SET PROBLEM:
From the Marigold depth estimation node documentation below, reproduce the passage starting at "The MarigoldDepthEstimation_v2 node" and ending at "accuracy and appearance.", word for word.

EXTRACT TO READ:
□ □ □ □ □
MarigoldDepthEstimation_v2¶

Documentation¶

Class name: MarigoldDepthEstimation_v2
Category: Marigold
Output node: False

The MarigoldDepthEstimation_v2 node is designed for diffusion-based monocular depth estimation, leveraging the Marigold model to generate depth maps from single images. This node focuses on enhancing the accuracy of depth predictions through iterative processing and ensemble techniques, offering customizable parameters for fine-tuning the depth estimation process.

Input types¶

Required¶

marigold_model
- Selects the specific Marigold model to be used for depth estimation, affecting the depth map's accuracy and appearance.
- Comfy dtype: MARIGOLDMODEL
- Python dtype: str
image
- The input image for which the depth map is to be estimated, serving as the basis for the depth estimation process.
- Comfy dtype: IMAGE
- Python dtype: torch.Tensor
seed
- Sets the seed for random number generation, ensuring reproducibility of the depth estimation.
- Comfy dtype: INT
- Python dtype: int
denoise_steps
- Specifies the number of steps per depth map, allowing users to balance between accuracy and processing time.
- Comfy dtype: INT
- Python dtype: int
ensemble_size
- Determines the number of depth maps to be ensembled into a single output, enhancing the depth estimation's accuracy.
- Comfy dtype: INT
- Python dtype: int
processing_resolution
- Defines the resolution at which the depth estimation process is performed, impacting the detail and quality of the depth map.
- Comfy dtype: INT
- Python dtype: int
scheduler
- Chooses the scheduler for the depth estimation process, influencing the final depth map's characteristics.
- Comfy dtype: COMBO[STRING]
- Python dtype: str
use_taesd_vae
- Determines whether to use the TAESD VAE model for depth estimation, potentially improving the quality of the depth map.
□ □ □ □ □
GIVEN MATERIAL:
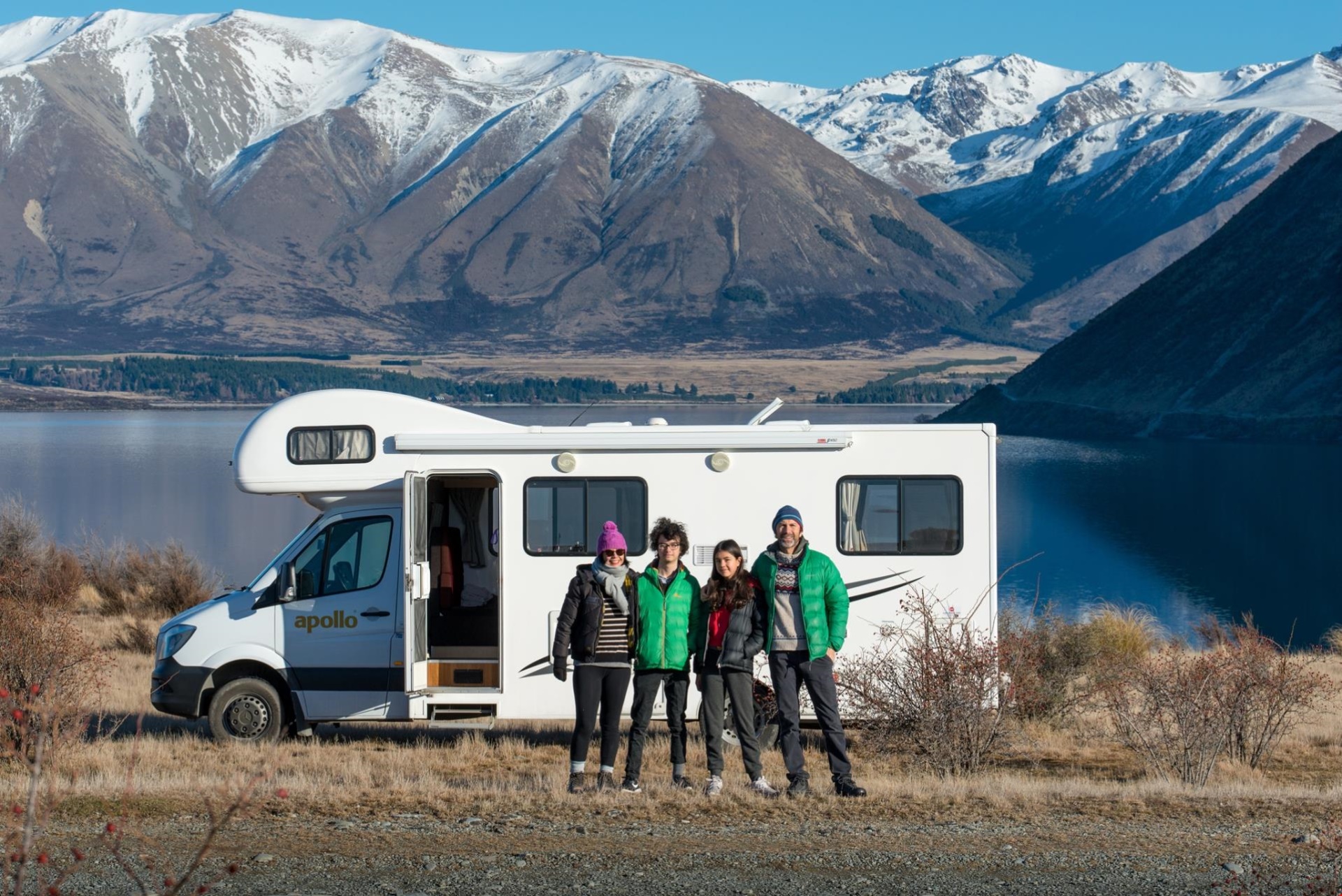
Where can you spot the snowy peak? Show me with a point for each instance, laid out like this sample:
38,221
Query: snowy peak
□ □ □ □ □
OUTPUT FOR THIS EXERCISE:
The MarigoldDepthEstimation_v2 node is designed for diffusion-based monocular depth estimation, leveraging the Marigold model to generate depth maps from single images. This node focuses on enhancing the accuracy of depth predictions through iterative processing and ensemble techniques, offering customizable parameters for fine-tuning the depth estimation process.

Input types¶

Required¶

marigold_model
- Selects the specific Marigold model to be used for depth estimation, affecting the depth map's accuracy and appearance.